++++ EXTRACT TO READ
INFORMATION NOT REQUIRED IN PROSPECTUS
 
Item 30.   Quantitative and Qualitative Disclosure About Market Risk
 
Incorporated by reference from “Management’s Discussion and Analysis of Financial Condition and Results of Operations” in the Registrant’s Annual Report on Form 10-K for the year ended December 31, 2008 and the Registrant’s Quarterly Report on Form 10-Q for the quarterly period ended March 31, 2009, which are incorporated into this prospectus pursuant to Part I, “Incorporation of Certain Information by Reference.”
 
Item 31.   Other Expenses of Issuance and Distribution
 
Set forth below is an estimate of the approximate amount of the fees and expenses payable by the Registrant in connection with the issuance and distribution of the shares of its common stock.
 
         
SEC registration fee
  $ 41,167  
FINRA filing fee
    75,500  
Printing and postage
    3,000,000  
Legal fees and expenses
    1,150,000  
Accounting fees and expenses
    600,000  
Advertising
    3,000,000  
Blue Sky Expenses
    500,000  
Transfer agent fees
    833,333  
Accountable Due Diligence
    800,000  
         
Total
  $   10,000,000  
         
 
Item 32.   Sales to Special Parties
 
The Registrant’s executive officers and directors, as well as officers and employees of Grubb & Ellis Apartment REIT Advisor, LLC, the Registrant’s advisor, its affiliates and their respective family members (including spouses, parents, grandparents, children and siblings), may purchase shares of its common stock pursuant to the primary offering at a discount. The purchase price for such shares of its common stock will be as low as $9.00 per share, reflecting the fact that selling commissions in the amount of $0.70 per share and the dealer manager fee in the amount of $0.30 per share will not be payable in connection with such sales.
++++++++
++++ INFORMATION SHOWN
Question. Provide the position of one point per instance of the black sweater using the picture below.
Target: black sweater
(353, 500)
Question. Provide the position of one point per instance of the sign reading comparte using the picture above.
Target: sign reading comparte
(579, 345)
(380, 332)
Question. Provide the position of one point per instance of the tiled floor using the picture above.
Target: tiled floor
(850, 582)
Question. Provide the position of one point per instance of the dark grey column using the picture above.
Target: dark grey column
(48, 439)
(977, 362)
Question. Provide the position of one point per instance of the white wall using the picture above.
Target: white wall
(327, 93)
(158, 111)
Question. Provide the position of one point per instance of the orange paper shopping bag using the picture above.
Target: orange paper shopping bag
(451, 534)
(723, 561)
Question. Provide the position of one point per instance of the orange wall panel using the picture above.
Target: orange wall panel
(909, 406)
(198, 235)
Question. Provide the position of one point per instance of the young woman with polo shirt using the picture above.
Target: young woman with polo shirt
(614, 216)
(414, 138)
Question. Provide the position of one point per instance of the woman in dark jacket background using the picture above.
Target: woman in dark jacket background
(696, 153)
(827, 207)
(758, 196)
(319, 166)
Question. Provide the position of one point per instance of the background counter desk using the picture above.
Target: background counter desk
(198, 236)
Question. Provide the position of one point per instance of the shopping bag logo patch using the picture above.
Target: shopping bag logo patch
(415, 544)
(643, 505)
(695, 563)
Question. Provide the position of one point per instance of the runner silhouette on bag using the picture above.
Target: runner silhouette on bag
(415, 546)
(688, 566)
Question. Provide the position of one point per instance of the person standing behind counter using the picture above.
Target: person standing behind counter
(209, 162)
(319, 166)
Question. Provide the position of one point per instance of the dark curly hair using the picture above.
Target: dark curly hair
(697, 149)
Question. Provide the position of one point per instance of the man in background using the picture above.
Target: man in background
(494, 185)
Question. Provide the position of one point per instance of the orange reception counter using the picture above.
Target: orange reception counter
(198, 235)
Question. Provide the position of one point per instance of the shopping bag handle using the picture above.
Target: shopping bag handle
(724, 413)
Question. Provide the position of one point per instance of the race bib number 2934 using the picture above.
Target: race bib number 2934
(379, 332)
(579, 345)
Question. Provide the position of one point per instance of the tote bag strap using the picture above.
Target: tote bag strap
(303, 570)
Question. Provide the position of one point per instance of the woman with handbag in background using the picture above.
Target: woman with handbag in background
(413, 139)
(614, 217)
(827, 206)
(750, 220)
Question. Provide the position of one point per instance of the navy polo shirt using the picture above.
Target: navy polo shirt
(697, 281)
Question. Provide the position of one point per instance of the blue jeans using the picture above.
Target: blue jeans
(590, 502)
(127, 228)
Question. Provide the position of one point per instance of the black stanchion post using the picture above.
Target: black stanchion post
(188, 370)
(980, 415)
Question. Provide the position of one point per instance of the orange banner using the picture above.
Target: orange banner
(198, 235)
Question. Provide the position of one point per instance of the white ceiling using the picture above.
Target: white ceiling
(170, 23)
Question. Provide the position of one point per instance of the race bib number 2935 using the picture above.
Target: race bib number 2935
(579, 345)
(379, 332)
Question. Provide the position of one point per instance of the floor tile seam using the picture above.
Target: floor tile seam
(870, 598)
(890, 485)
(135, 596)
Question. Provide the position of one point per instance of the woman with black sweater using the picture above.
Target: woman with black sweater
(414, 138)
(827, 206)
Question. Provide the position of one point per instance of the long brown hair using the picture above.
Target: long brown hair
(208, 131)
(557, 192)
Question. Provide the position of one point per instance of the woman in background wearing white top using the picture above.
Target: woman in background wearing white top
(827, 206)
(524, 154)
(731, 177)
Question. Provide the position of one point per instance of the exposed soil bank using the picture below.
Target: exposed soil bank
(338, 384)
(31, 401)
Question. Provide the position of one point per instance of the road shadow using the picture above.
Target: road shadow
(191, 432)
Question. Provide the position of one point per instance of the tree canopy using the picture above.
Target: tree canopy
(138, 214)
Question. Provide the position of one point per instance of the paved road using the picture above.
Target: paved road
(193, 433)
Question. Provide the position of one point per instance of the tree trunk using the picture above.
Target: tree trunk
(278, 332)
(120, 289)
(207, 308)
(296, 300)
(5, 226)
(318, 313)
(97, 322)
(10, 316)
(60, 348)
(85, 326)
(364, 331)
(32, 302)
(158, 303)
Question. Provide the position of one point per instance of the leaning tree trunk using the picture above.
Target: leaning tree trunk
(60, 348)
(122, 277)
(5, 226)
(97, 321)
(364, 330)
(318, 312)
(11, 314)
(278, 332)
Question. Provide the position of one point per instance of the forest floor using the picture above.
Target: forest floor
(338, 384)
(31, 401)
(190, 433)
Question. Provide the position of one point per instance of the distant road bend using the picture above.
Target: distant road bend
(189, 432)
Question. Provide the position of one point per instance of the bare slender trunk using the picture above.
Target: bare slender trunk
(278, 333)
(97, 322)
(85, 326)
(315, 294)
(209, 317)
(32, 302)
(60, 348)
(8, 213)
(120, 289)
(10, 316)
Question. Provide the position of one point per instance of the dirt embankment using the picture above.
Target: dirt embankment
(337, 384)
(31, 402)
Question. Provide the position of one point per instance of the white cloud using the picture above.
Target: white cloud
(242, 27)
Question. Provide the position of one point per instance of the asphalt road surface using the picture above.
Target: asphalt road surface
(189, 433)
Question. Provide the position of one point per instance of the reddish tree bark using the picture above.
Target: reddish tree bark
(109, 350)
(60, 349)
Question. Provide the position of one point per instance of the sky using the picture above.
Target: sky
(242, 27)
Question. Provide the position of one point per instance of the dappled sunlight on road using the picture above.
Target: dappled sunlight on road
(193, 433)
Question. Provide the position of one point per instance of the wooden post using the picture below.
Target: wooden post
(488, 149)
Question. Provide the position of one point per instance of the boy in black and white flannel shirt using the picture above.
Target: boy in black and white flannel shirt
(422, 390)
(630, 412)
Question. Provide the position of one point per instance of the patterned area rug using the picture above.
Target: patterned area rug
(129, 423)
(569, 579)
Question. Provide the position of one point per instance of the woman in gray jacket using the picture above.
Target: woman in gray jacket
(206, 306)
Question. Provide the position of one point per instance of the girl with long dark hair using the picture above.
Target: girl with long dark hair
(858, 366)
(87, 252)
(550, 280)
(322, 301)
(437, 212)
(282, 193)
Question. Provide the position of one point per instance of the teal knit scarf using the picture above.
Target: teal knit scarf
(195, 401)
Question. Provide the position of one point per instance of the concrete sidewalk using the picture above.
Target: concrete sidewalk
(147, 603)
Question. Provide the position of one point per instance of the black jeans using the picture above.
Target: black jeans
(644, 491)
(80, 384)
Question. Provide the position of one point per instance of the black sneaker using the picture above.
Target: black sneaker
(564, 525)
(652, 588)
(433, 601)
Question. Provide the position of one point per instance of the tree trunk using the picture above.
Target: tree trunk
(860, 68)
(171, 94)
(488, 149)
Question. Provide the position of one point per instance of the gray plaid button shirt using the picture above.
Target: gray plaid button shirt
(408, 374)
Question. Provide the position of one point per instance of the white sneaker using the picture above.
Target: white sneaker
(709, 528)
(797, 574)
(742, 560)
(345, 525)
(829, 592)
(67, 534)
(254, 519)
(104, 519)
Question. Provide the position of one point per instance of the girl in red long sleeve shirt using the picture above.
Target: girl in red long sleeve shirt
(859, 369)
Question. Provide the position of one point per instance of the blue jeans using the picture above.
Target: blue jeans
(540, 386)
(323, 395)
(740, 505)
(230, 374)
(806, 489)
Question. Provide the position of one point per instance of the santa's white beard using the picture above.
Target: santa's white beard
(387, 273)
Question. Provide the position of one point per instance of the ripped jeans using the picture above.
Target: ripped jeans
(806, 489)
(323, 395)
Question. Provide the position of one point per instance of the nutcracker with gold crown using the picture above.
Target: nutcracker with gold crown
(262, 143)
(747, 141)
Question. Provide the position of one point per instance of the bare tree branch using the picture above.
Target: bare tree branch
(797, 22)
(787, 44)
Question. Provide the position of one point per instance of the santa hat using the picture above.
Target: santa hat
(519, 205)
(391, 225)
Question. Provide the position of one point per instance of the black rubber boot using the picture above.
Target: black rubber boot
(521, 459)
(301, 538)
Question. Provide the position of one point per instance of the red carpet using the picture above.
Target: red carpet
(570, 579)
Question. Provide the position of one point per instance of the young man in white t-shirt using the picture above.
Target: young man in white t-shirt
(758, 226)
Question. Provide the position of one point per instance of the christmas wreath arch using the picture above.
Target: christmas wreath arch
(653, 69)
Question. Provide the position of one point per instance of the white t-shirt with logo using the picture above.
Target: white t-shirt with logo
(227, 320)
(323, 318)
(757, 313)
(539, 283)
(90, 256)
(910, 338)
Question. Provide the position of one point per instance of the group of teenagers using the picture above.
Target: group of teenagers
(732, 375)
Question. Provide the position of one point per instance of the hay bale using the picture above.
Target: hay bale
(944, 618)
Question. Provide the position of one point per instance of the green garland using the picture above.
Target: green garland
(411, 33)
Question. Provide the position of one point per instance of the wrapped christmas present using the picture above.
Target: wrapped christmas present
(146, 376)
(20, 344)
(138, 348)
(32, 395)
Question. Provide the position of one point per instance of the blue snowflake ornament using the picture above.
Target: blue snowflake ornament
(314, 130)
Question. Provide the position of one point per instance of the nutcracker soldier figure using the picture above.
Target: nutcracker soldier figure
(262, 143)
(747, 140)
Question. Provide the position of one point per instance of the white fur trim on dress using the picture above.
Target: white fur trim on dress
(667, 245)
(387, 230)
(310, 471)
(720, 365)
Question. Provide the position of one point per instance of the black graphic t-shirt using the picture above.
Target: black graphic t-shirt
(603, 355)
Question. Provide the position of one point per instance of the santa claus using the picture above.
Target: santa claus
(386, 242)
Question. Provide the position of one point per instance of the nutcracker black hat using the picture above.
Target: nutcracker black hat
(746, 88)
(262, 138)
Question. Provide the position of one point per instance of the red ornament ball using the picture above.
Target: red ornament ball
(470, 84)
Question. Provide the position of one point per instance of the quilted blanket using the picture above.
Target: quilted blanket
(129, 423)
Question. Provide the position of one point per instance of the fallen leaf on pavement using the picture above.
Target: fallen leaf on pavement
++++++++
JOB 1:
Using the filing excerpt, write out the passage that begins at the words "INFORMATION NOT REQUIRED" and stops after "its common stock.", switching "Registrant" to "Company".
JOB 2:
Answer these questions using the filing excerpt.
(a) For what period is the Annual Report on Form 10-K that is incorporated by reference under Item 30?
(b) What is the estimated amount of legal fees and expenses?
(c) How low can the purchase price per share be for sales to special parties?

COMPLETE ANSWER 1:
INFORMATION NOT REQUIRED IN PROSPECTUS
 
Item 30.   Quantitative and Qualitative Disclosure About Market Risk
 
Incorporated by reference from “Management’s Discussion and Analysis of Financial Condition and Results of Operations” in the Company’s Annual Report on Form 10-K for the year ended December 31, 2008 and the Company’s Quarterly Report on Form 10-Q for the quarterly period ended March 31, 2009, which are incorporated into this prospectus pursuant to Part I, “Incorporation of Certain Information by Reference.”
 
Item 31.   Other Expenses of Issuance and Distribution
 
Set forth below is an estimate of the approximate amount of the fees and expenses payable by the Company in connection with the issuance and distribution of the shares of its common stock.

COMPLETE ANSWER 2:
(a) The year ended December 31, 2008.
(b) $1,150,000.
(c) $9.00 per share.